[TAREAS Y EJERCICIOS]:
1 – En el primer párrafo del texto sobre Imperial Radch, ¿qué cosas puede hacer la I.A. que narra la historia? Haz una lista con todas.
2 – Reproduce sin cambios el fragmento del texto sobre Imperial Radch que empieza en "Una de las cosas" y llega hasta "un narrador omnisciente.".

[TEXTO DE CONSULTA]:

•••

Imperial Radch – Ancillary Justice y el resto de la trilogía

Una de las cosas más interesantes de Ancillary Justice, es que Ann Leckie utiliza cómo narrador a una Inteligencia Artificial. Como vuelta de tuerca, esta I.A. no sólo controla una nave espacial, sino que mediante sensores e implantes en todos los tripulantes tiene acceso a información de todas sus variables vitales, puede comunicarse con cada uno de ellos y además controlaba en primera persona a un centenar de cuerpos dentro y fuera de la nave. El resultado es la posibilidad de hacer un narrador en primera persona que al mismo tiempo es un narrador omnisciente.

Una I.A. que controla la nave y todo lo que pasa adentro es un planteo interesante, el problema que presenta en el segundo libro sobre la intimidad y privacidad en un ambiente de estas características es más interesante, la posibilidad de crear una nueva categoría de narrador es una genialidad. ¡Es el género en todo su potencial!

Centrales en la trilogía está la idea de los auxiliares (ancillaries) que le dan nombre a cada uno de los libros. Básicamente son los elementos rebeldes de mundos conquistados, que por medio de implantes se convierten en cuerpos para el uso de las I.A. de las naves. En el mundo de Leckie no hay robots, es mucho más sencillo subyugar cuerpos por medio de implantes y someterlos al control de una I.A.
“You hear stories about ancillaries, and it seems like the most awful thing, the most viscerally appalling thing the Radchaai have done. Garsedd -well, yes, Garsedd, but that was a thousand years ago. This-to invade and take, what, half the adult population? And turn them into walking corpses, slaved to your ships’ AIs. Turned against their own people…”
“Ancillaries are human bodies, but they’re also part of the ship. What the ancillaries feel, the ship feels. Because they’re the same. Well, different bodies are different. Things taste different or feel different, they don’t always want the same things, but altogether, on the average, yes, it’s a thing I attended to, for the bodies that needed it. I don’t like being uncomfortable, no one does. I did what I could to make my ancillaries comfortable.”
 
La historia principal se centra en Breq, la I.A. de una nave (Justice of Toren) que además de controlar a la nave en sí, controlaba un centenar de auxiliares. A mitad del primer libro queda en control de un solo auxiliar, perdiendo todo lo demás, y un poco ahí, otro poco en el resto de los libros, Leckie explora el sentido de perdida que esto implica.
“It was the third worst thing that has ever happened to me. I had lost all sense of Justice of Toren overhead, all sense of myself. I had shattered into twenty fragments that could barely communicate with each other.”
Y además del sentido de perdida, el camino de reconstrucción, de repensarse volver a forjar una nueva identidad.
“I spent six months trying to understand how to do anything, how to walk and breathe and sleep and eat as myself. As a myself that was only a fragment of what I had been, with no conceivable future beyond eternally wishing for what was gone.

•••

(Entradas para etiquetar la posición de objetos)
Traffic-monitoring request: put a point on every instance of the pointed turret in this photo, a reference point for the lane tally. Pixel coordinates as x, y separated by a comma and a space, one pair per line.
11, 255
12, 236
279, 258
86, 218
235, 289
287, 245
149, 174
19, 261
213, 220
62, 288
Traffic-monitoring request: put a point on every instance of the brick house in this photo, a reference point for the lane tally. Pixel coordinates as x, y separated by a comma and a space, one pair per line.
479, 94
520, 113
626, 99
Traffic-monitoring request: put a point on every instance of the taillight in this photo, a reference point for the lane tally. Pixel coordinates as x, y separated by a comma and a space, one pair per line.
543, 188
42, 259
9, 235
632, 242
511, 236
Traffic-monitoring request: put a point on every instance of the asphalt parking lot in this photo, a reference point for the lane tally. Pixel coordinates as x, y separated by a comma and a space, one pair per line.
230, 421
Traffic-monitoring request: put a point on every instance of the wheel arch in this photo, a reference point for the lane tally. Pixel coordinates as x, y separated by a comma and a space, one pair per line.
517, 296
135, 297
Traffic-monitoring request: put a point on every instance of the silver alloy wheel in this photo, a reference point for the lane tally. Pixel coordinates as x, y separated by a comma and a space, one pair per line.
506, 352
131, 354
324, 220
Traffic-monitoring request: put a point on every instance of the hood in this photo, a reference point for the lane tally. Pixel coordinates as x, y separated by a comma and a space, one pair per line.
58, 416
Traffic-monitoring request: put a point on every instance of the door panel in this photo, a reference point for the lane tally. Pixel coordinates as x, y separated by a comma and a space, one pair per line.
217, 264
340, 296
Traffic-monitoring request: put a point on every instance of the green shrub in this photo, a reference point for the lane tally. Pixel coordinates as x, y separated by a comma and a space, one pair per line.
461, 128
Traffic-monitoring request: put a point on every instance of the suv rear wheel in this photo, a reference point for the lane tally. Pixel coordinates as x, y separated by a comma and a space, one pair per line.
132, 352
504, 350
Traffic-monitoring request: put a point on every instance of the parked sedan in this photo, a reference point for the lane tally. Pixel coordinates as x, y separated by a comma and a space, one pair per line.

•••

[RESPUESTAS COMPLETAS]:
1 –
- Controla una nave espacial.
- Tiene acceso a información de todas las variables vitales de los tripulantes, gracias a sensores e implantes.
- Puede comunicarse con cada uno de los tripulantes.
- Controlaba en primera persona a un centenar de cuerpos dentro y fuera de la nave.

2 –
Una de las cosas más interesantes de Ancillary Justice, es que Ann Leckie utiliza cómo narrador a una Inteligencia Artificial. Como vuelta de tuerca, esta I.A. no sólo controla una nave espacial, sino que mediante sensores e implantes en todos los tripulantes tiene acceso a información de todas sus variables vitales, puede comunicarse con cada uno de ellos y además controlaba en primera persona a un centenar de cuerpos dentro y fuera de la nave. El resultado es la posibilidad de hacer un narrador en primera persona que al mismo tiempo es un narrador omnisciente.